### Extracted material
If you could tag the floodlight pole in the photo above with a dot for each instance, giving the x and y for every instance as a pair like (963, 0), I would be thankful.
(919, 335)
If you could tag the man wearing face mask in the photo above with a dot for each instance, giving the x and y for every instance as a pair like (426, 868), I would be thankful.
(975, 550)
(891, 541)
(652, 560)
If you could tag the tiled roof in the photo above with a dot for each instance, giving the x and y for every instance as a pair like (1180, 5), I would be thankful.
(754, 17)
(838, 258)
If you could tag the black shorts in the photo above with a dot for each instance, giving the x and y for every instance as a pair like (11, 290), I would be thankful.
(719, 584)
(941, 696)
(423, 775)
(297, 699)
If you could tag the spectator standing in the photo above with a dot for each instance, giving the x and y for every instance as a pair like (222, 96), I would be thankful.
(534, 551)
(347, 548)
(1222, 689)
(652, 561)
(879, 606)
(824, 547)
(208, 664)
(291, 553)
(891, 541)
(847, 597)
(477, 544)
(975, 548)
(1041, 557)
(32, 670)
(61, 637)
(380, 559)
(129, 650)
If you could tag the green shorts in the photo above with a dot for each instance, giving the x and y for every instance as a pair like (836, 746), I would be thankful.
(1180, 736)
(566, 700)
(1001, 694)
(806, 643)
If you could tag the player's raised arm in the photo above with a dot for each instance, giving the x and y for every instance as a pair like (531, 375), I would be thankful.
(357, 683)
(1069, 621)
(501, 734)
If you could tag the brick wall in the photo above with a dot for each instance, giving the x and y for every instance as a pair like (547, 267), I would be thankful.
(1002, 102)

### What needs to be done
The response must contain exactly the lines from the one with "If you could tag the player's" through the last line of the material above, both ends included, and no others.

### Response to the exercise
If you could tag the player's raised arm in the photo above with a dot for each instance, giving the x and y for every instance as a pair like (531, 375), I would be thankful.
(357, 683)
(1069, 621)
(501, 734)
If you could tag the brick wall in the photo above with a dot for each instance, giving the x and y for every instance as a pair like (547, 267), I would be thankful.
(1002, 102)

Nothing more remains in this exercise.